■ Given task a ■
Rewrite the records starting at the line containing "target: white facade building" and ending at the end of the records, both included, keeping every line and the requests unchanged. Multiply each number in the answers (the viewBox dimensions and path coordinates) by 0.55, rounding to whole numbers with halves rounded up.

■ Selected passage ■
Since my retirement from
the public service five years ago, suggestions have been frequently made
to me by a number of my friends about putting into shape reminiscences
of my official life, extending over more than thirty-six years. To these
suggestions I have till now turned a deaf ear, from a feeling that my
experience presents few events of sufficiently outstanding interest to
warrant my adopting them. This feeling is not materially changed, and I
have grave doubts as to whether I am acting wisely in at length agreeing
to do what my friends advise. They urge that my service has been the
longest of all who have been inspectors of schools in Scotland ; that I
am the only one now alive who has had a share in the almost countless
alterations and improvements in the work of the Education Department,
from what may fairly be called its infancy, when only embryo codes had
as yet existence, up to the present time; that, in addition to strictly
official work, I have examined almost all the secondary schools in
Scotland;
that every county in Scotland has been more or less immediately under my
charge, as either a district or chief inspector; that I have been
classical examiner for degrees in Edinburgh and Glasgow Universities,
and have given evidence before all the important Education Commissions,
the last being the recent one on Secondary Education in England. This is
quite true, but I am far from feeling certain that it is sufficient to
warrant my rushing into print at a time when, more than ever before, it
is true that of making many books there is no end.
It is possible that what
I have to say may be interesting to some, and not unprofitable to
others, but the consideration that has had most weight with me in making
me take up my pen is, that I shall recall to memory many incidents in
themselves commonplace it may be and almost colourless, but around which
cluster many very pleasant recollections.
I may have occasion to
refer to many old friends, but I shall endeavour to avoid such
references as may give offence.

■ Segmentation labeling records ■
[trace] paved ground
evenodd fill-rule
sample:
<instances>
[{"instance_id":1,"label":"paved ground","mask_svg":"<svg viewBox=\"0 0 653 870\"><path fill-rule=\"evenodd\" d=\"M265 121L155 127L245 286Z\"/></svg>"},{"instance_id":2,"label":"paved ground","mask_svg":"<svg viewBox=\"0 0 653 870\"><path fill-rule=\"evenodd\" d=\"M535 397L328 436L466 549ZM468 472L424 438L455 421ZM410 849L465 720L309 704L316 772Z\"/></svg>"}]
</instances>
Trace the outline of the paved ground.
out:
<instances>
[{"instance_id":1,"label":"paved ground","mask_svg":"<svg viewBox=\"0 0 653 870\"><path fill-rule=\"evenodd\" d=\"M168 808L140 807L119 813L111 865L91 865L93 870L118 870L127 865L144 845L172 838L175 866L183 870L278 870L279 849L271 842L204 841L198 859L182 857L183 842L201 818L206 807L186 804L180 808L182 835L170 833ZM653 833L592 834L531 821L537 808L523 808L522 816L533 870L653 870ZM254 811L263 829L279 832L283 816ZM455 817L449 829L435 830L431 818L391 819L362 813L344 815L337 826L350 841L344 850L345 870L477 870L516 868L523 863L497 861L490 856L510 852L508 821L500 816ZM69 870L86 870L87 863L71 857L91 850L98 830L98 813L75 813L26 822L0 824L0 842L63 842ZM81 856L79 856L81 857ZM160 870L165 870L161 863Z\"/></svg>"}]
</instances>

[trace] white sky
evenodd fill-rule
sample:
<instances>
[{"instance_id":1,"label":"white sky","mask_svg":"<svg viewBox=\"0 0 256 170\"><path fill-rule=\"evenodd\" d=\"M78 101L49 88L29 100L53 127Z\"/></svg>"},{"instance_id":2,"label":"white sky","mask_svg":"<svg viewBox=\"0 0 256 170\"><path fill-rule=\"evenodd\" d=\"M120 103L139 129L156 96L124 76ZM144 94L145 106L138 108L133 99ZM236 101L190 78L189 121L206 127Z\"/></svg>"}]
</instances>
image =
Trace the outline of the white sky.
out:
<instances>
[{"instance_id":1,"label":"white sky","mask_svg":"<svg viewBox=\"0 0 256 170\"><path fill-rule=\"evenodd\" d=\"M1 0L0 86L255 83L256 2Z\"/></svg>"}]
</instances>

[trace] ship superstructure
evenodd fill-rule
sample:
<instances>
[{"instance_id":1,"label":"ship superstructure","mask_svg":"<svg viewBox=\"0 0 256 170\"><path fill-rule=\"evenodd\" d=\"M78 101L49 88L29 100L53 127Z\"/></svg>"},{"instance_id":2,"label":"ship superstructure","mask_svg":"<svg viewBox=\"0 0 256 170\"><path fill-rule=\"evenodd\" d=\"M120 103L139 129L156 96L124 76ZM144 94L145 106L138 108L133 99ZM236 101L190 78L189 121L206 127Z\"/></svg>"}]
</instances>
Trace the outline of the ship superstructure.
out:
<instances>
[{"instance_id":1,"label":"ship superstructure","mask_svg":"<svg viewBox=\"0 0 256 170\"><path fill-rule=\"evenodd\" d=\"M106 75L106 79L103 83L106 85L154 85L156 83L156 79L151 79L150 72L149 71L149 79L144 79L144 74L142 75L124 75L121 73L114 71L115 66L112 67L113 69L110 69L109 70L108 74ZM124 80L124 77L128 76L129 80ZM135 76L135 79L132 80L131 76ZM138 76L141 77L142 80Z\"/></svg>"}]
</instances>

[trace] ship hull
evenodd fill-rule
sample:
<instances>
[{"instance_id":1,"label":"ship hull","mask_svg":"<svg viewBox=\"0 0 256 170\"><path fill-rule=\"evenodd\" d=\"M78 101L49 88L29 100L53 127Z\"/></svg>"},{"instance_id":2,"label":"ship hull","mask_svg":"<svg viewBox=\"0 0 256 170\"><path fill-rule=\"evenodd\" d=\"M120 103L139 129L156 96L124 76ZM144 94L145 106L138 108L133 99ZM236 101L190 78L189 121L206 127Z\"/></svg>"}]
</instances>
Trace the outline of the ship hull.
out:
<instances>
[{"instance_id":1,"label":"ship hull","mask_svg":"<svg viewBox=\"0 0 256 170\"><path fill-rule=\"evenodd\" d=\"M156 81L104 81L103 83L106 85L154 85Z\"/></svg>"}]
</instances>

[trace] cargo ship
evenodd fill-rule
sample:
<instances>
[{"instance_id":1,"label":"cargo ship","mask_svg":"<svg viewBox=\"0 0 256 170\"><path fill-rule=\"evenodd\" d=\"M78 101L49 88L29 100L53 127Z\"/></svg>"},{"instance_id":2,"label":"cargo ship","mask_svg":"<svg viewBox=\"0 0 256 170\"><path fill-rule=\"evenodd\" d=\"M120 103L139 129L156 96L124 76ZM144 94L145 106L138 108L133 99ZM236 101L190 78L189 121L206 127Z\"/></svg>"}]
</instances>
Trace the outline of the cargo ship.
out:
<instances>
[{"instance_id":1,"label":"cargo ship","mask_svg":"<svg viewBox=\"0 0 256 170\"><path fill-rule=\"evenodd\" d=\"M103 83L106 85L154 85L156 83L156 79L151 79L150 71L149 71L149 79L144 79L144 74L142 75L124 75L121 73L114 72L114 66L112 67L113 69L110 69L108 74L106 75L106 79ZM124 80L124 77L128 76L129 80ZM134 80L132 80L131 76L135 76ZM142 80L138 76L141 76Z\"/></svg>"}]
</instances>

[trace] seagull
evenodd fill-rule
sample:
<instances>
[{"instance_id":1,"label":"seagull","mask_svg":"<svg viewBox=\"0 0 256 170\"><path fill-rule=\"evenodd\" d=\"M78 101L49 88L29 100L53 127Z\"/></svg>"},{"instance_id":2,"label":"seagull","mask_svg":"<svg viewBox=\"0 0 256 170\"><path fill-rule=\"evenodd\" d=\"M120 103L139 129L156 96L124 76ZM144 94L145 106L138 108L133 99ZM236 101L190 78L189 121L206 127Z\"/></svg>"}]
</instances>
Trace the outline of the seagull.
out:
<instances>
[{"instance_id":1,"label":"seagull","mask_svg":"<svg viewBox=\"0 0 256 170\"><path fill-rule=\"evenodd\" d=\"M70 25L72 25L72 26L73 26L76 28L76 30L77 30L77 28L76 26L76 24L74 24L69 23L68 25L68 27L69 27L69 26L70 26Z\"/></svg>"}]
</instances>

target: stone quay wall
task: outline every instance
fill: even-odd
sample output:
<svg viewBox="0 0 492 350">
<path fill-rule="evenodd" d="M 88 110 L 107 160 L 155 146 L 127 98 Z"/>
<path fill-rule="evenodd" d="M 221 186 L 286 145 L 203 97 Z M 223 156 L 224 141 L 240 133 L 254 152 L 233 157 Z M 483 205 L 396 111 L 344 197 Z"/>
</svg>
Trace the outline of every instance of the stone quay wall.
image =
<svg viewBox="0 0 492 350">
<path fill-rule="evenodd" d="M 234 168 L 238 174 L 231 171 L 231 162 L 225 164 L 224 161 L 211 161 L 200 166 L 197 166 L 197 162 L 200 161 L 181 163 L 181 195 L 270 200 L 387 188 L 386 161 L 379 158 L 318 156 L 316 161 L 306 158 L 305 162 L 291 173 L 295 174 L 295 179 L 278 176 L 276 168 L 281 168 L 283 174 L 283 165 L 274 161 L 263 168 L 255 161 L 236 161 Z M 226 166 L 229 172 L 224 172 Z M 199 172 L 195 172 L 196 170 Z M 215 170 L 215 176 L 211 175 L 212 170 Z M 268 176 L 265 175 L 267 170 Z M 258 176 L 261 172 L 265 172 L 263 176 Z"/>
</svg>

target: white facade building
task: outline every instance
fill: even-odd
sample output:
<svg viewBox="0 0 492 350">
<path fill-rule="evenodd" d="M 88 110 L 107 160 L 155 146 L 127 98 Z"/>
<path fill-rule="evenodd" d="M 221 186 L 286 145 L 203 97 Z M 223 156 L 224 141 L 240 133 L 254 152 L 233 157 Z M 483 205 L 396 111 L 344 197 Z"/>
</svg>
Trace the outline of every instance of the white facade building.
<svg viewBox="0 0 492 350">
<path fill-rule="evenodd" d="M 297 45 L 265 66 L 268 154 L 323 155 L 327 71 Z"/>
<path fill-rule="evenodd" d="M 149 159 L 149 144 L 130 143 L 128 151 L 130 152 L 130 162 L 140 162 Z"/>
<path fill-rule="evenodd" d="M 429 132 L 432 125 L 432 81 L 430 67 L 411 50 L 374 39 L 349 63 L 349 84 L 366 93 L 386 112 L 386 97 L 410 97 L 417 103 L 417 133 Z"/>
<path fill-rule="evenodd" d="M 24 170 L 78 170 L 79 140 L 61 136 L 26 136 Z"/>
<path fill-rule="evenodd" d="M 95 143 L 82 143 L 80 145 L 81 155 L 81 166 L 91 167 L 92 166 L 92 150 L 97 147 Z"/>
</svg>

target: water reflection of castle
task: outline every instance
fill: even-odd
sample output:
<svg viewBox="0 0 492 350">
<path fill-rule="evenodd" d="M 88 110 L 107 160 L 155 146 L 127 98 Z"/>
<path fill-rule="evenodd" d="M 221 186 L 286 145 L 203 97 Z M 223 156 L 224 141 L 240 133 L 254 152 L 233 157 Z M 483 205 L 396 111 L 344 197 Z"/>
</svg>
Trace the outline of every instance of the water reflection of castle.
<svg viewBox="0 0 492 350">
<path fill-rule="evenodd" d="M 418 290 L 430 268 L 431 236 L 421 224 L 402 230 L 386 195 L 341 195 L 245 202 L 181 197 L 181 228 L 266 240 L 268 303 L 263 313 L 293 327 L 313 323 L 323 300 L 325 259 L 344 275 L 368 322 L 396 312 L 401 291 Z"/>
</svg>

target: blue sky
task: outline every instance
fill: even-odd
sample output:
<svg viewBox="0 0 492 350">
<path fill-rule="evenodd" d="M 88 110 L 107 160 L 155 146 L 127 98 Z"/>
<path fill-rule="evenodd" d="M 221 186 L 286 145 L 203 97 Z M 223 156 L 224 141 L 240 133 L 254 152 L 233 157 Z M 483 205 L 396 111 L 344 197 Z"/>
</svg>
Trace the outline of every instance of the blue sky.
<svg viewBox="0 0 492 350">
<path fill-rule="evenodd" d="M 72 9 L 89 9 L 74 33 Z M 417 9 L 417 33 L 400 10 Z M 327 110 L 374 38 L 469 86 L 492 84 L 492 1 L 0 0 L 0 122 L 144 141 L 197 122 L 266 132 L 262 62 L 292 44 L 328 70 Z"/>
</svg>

■ Given task b ■
Print the passage on the school inspector's reminiscences verbatim, starting at "It is possible" and ending at "very pleasant recollections.".

■ Response a ■
target: white facade building
task: outline every instance
fill: even-odd
sample output:
<svg viewBox="0 0 492 350">
<path fill-rule="evenodd" d="M 88 110 L 107 160 L 155 146 L 127 98 Z"/>
<path fill-rule="evenodd" d="M 221 186 L 286 145 L 203 97 Z M 223 156 L 224 141 L 240 133 L 254 152 L 233 157 Z M 483 205 L 396 111 L 344 197 Z"/>
</svg>
Trace the outline of every instance of the white facade building.
<svg viewBox="0 0 271 193">
<path fill-rule="evenodd" d="M 163 25 L 146 36 L 147 85 L 178 85 L 180 39 Z"/>
<path fill-rule="evenodd" d="M 82 87 L 82 79 L 72 79 L 70 83 L 72 84 L 72 89 L 77 89 Z"/>
<path fill-rule="evenodd" d="M 236 73 L 238 69 L 238 45 L 237 37 L 226 28 L 206 21 L 192 35 L 192 46 L 201 51 L 212 62 L 212 53 L 226 53 L 229 57 L 229 73 Z"/>
<path fill-rule="evenodd" d="M 13 94 L 43 94 L 43 77 L 34 75 L 14 75 Z"/>
<path fill-rule="evenodd" d="M 52 79 L 45 79 L 44 80 L 45 85 L 45 91 L 50 92 L 51 91 L 51 83 L 53 81 Z"/>
</svg>

target: water reflection of castle
task: outline every instance
fill: even-odd
sample output:
<svg viewBox="0 0 492 350">
<path fill-rule="evenodd" d="M 88 110 L 107 160 L 155 146 L 127 98 Z"/>
<path fill-rule="evenodd" d="M 221 186 L 286 145 L 203 97 Z M 223 156 L 224 141 L 240 133 L 254 152 L 233 157 Z M 483 205 L 396 111 L 344 197 Z"/>
</svg>
Trace the outline of every instance of the water reflection of castle.
<svg viewBox="0 0 271 193">
<path fill-rule="evenodd" d="M 230 160 L 237 147 L 237 130 L 232 123 L 221 127 L 212 107 L 188 107 L 135 111 L 100 108 L 100 125 L 146 132 L 147 167 L 145 172 L 161 180 L 172 178 L 178 165 L 179 142 L 189 151 L 202 177 L 218 172 L 221 160 Z"/>
</svg>

target: blue sky
task: outline every instance
fill: even-odd
sample output:
<svg viewBox="0 0 492 350">
<path fill-rule="evenodd" d="M 88 110 L 107 160 L 155 146 L 127 98 Z"/>
<path fill-rule="evenodd" d="M 221 186 L 286 145 L 203 97 Z M 223 156 L 224 141 L 240 133 L 254 152 L 233 157 Z M 483 205 L 396 111 L 344 197 Z"/>
</svg>
Trace the outline of every instance of the blue sky.
<svg viewBox="0 0 271 193">
<path fill-rule="evenodd" d="M 40 5 L 49 5 L 41 18 Z M 229 5 L 229 18 L 220 6 Z M 180 61 L 206 21 L 258 47 L 271 46 L 271 1 L 0 0 L 0 67 L 79 78 L 108 67 L 146 73 L 144 34 L 161 24 L 180 39 Z"/>
</svg>

■ Response b ■
It is possible that what
I have to say may be interesting to some, and not unprofitable to
others, but the consideration that has had most weight with me in making
me take up my pen is, that I shall recall to memory many incidents in
themselves commonplace it may be and almost colourless, but around which
cluster many very pleasant recollections.